The present age is very little inclined to favour any accounts of this
kind, nor will the name of Aubrey much recommend it to credit: it ought
not, however, to be omitted, because better evidence of a fact cannot
easily be found, than is here offered; and it must be by preserving such
relations that we may, at last, judge how much they are to be regarded.
If we stay to examine this account, we shall see difficulties on both
sides: here is the relation of a fact given by a man who had no interest
to deceive, and who could not be deceived himself; and here is, on the
other hand, a miracle which produces no effect; the order of nature is
interrupted to discover not a future, but only a distant event, the
knowledge of which is of no use to him to whom it is revealed. Between
these difficulties, what way shall be found? Is reason or testimony to be
rejected? I believe, what Osborne says of an appearance of sanctity may
be applied to such impulses or anticipations as this: "Do not wholly
slight them, because they may be true; but do not easily trust them,
because they may be false. "
The state both of England and Ireland was, at this time, such, that he
who was absent from either country had very little temptation to return;
and, therefore, Roscommon, when he left Caen, travelled into Italy, and
amused himself with its antiquities, and, particularly, with medals, in
which he acquired uncommon skill. At the restoration, with the other
friends of monarchy, he came to England, was made captain of the band of
pensioners, and learned so much of the dissoluteness of the court, that
he addicted himself immoderately to gaming, by which he was engaged in
frequent quarrels, and which, undoubtedly, brought upon him its usual
concomitants, extravagance and distress.
After some time, a dispute about part of his estate forced him into
Ireland, where he was made, by the duke of Ormond, captain of the guards,
and met with an adventure thus related by Fenton:
"He was at Dublin, as much as ever, distempered with the same fatal
affection for play, which engaged him in one adventure, that well
deserves to be related. As he returned to his lodgings from a
gaming-table, he was attacked, in the dark, by three ruffians, who were
employed to assassinate him. The earl defended himself with so much
resolution, that he despatched one of the aggressors; whilst a gentleman,
accidentally passing that way, interposed, and disarmed another; the
third secured himself by flight. This generous assistant was a disbanded
officer, of a good family and fair reputation; who, by what we call the
partiality of fortune, to avoid censuring the iniquities of the times,
wanted even a plain suit of clothes to make a decent appearance at the
castle. But his lordship, on this occasion, presenting him to the duke of
Ormond, with great importunity prevailed with his grace, that he might
resign his post of captain of the guards to his friend; which, for
about three years, the gentleman enjoyed, and, upon his death, the duke
returned the commission to his generous benefactor. "
When he had finished his business, he returned to London; was made master
of the horse to the dutchess of York; and married the lady Frances,
daughter of the earl of Burlington, and widow of colonel Courteney[72].
He now busied his mind with literary projects, and formed the plan of a
society for refining our language and fixing its standard;
"in imitation," says Fenton, "of those learned and polite societies with
which he had been acquainted abroad. " In this design his friend Dryden is
said to have assisted him.

______________________________

Task list
1. Summarize the passage on the earl of Roscommon in three sentences.
2. Resume the passage on the earl of Roscommon with the sentence that follows its last one.
The material placed after the passage on the earl of Roscommon is separate from it.

Coordinate annotation entries
______________________________

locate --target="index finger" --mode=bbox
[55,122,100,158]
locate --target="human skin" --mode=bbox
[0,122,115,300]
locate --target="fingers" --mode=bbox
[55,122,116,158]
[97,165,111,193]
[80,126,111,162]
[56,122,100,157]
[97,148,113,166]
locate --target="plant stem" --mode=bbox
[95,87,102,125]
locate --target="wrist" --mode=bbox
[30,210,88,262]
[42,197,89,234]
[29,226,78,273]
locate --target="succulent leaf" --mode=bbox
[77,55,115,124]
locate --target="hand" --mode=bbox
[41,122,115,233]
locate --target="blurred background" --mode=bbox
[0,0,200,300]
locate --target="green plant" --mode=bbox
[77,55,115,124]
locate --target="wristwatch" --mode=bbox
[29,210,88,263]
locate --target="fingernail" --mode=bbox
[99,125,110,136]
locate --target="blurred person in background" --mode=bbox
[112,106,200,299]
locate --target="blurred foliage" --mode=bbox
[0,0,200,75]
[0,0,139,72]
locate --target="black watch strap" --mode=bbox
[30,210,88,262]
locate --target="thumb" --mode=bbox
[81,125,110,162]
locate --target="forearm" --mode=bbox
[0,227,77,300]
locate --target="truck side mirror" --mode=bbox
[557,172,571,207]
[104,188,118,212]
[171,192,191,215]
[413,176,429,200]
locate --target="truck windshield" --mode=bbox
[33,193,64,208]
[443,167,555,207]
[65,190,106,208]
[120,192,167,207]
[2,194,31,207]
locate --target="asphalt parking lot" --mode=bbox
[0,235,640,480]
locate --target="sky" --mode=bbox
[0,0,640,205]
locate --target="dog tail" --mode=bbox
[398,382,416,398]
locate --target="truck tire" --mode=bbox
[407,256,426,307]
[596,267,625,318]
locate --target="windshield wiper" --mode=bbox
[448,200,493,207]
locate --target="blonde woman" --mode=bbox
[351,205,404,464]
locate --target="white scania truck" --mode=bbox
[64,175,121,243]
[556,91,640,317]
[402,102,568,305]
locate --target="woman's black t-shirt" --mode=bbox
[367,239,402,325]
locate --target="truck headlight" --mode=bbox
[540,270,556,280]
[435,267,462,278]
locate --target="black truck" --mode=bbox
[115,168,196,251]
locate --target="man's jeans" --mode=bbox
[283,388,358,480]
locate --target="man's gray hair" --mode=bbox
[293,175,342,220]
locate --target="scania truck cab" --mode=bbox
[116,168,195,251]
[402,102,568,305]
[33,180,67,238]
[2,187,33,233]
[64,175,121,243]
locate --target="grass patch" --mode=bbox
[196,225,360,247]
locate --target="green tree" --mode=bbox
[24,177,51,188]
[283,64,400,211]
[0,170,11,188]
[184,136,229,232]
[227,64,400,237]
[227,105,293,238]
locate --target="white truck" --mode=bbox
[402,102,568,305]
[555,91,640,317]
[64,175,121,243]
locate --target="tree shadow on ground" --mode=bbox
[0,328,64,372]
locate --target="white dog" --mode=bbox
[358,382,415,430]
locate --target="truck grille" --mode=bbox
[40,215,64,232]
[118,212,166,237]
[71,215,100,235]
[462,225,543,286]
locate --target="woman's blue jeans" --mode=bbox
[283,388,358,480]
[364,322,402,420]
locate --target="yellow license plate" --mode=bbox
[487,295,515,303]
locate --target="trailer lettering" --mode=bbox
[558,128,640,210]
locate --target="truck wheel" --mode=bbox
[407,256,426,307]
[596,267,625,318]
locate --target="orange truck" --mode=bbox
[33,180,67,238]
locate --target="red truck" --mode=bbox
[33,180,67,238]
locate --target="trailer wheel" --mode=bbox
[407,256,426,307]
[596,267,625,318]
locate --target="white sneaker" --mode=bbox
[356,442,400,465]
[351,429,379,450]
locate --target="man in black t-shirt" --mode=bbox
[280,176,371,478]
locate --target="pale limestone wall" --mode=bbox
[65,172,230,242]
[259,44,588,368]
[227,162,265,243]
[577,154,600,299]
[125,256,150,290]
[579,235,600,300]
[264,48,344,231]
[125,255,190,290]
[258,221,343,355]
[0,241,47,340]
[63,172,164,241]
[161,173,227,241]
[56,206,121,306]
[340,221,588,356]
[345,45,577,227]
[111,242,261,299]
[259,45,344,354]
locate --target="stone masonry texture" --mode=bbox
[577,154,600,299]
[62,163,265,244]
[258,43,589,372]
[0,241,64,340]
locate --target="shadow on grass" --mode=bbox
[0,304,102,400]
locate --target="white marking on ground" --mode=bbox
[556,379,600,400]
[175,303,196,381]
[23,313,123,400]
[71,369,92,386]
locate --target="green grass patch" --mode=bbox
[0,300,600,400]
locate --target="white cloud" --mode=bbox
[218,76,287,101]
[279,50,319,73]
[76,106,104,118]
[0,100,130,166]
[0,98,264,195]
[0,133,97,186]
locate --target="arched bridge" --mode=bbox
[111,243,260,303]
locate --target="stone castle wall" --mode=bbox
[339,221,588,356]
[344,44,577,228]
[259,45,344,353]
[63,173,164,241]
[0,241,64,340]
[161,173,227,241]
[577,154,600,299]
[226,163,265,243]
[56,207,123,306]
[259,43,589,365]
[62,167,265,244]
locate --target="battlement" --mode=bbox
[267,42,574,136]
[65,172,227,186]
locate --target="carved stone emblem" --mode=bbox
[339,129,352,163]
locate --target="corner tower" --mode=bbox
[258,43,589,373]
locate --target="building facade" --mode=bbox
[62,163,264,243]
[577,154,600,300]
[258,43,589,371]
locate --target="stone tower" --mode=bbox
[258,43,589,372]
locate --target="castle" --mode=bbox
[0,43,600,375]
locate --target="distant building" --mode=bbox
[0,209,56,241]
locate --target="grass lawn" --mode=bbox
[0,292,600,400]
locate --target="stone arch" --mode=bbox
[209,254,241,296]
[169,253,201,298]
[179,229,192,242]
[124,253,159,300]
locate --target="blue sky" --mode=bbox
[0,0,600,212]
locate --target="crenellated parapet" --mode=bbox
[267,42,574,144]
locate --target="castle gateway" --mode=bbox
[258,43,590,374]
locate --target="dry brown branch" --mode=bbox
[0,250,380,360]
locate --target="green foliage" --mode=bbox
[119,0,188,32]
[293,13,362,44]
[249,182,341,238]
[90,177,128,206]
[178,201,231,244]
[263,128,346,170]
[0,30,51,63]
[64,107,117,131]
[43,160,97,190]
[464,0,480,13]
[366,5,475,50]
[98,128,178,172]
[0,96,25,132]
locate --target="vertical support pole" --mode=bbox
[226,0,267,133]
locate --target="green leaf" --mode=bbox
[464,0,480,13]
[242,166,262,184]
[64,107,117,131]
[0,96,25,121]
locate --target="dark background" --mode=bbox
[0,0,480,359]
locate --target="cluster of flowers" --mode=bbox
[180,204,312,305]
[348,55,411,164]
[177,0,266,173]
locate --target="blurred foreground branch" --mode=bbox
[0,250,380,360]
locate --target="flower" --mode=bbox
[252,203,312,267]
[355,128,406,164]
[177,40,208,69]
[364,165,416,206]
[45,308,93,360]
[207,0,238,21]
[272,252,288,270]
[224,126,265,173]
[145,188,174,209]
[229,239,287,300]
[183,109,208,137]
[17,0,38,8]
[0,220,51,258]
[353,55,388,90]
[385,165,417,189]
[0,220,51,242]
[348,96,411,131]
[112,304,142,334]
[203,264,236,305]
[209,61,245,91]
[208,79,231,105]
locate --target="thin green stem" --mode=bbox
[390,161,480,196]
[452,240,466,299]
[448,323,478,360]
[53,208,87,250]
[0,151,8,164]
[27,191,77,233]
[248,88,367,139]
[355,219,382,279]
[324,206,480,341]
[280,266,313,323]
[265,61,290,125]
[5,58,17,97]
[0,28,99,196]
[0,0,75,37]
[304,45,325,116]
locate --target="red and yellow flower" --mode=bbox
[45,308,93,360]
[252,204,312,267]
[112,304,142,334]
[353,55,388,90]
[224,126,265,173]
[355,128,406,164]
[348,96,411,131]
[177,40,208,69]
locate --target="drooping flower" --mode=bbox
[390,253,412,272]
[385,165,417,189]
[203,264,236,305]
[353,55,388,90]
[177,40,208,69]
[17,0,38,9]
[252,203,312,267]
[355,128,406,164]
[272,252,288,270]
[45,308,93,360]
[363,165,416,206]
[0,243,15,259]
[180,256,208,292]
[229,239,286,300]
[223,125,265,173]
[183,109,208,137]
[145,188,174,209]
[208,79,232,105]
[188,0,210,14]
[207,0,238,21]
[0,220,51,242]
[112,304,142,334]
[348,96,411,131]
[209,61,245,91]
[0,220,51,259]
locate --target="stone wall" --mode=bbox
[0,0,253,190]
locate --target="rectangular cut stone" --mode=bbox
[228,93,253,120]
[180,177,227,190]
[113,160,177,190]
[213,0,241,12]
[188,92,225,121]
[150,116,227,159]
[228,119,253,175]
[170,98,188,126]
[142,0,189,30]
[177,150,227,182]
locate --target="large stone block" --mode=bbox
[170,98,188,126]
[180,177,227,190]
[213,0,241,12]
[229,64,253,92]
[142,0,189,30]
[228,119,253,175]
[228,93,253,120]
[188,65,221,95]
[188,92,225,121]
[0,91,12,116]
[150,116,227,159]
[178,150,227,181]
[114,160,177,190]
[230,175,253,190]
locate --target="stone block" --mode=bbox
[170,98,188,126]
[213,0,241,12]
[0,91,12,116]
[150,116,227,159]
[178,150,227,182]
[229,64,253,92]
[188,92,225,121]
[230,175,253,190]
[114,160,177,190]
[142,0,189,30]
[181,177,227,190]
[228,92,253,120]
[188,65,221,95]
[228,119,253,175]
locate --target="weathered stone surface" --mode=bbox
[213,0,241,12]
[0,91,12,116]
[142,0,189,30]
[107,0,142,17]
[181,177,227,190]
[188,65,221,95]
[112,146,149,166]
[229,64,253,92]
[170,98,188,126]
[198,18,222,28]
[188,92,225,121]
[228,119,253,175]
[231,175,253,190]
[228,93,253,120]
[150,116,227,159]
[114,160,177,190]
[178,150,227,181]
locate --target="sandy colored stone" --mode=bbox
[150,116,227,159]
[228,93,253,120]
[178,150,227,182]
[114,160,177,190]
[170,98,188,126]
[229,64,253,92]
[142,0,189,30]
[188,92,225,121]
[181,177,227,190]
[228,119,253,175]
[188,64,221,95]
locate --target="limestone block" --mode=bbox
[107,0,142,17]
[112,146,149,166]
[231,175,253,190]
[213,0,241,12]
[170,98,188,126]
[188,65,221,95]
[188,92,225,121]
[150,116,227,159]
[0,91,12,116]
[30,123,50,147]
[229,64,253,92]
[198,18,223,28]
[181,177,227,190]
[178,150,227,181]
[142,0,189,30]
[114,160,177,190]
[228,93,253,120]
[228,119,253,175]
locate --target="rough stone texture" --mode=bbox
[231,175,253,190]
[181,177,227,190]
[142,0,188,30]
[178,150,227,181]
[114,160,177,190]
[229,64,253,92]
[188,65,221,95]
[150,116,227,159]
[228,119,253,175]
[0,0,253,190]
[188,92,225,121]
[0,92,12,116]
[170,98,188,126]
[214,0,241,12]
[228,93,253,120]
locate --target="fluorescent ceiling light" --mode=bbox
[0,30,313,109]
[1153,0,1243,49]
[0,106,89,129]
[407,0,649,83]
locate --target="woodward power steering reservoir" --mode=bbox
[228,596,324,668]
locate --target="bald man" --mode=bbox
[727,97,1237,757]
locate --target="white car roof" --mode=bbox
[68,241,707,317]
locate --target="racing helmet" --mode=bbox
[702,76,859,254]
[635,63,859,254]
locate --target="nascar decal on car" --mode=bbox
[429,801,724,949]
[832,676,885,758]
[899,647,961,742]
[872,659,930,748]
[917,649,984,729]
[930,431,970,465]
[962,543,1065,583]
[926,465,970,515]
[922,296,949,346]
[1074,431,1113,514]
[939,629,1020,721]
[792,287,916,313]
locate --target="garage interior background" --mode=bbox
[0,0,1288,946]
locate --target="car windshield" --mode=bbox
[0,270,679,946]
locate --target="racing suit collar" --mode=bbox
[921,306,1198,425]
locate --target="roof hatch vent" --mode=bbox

______________________________

Results for the exercise
1. The passage weighs an account given by a witness who had no interest to deceive against the objection that it describes a miracle without effect, and concludes that such anticipations should be neither wholly slighted nor easily trusted. After leaving Caen, Roscommon studied antiquities and medals in Italy, and at the restoration he came to England, became captain of the band of pensioners, and fell into gaming, quarrels, extravagance and distress. In Dublin he fought off three hired assassins with the help of a disbanded officer, to whom he had his post as captain of the guards given, and back in London he married the lady Frances and planned a society for refining the language and fixing its standard, reportedly with Dryden's assistance.

2.
The same design, it is well known, was revived by Dr. Swift, in the
ministry of Oxford; but it has never since been publickly mentioned,
though, at that time, great expectations were formed, by some, of its
establishment and its effects. Such a society might, perhaps, without
much difficulty, be collected; but that it would produce what is expected
from it, may be doubted.
The Italian academy seems to have obtained its end. The language was
refined, and so fixed that it has changed but little. The French academy
thought they had refined their language, and, doubtless, thought rightly;
but the event has not shown that they fixed it; for the French of the
present time is very different from that of the last century.
In this country an academy could be expected to do but little. If an
academician's place were profitable, it would be given by interest; if
attendance were gratuitous, it would be rarely paid, and no man would
endure the least disgust. Unanimity is impossible, and debate would
separate the assembly.
But suppose the philological decree made and promulgated, what would be
its authority? In absolute governments, there is, sometimes, a general
reverence paid to all that has the sanction of power, and the countenance
of greatness. How little this is the state of our country needs not to be
told. We live in an age in which it is a kind of publick sport to refuse
all respect that cannot be enforced. The edicts of an English academy
would, probably, be read by many, only that they might be sure to disobey
them.
That our language is in perpetual danger of corruption cannot be denied;
but what prevention can be found? The present manners of the nation would
deride authority; and, therefore, nothing is left but that every writer
should criticise himself. All hopes of new literary institutions were
quickly suppressed by the contentious turbulence of king James's reign;
and Roscommon, foreseeing that some violent concussion of the state was
at hand, purposed to retire to Rome, alleging, that "it was best to sit
near the chimney when the chamber smoked;" a sentence, of which the
application seems not very clear.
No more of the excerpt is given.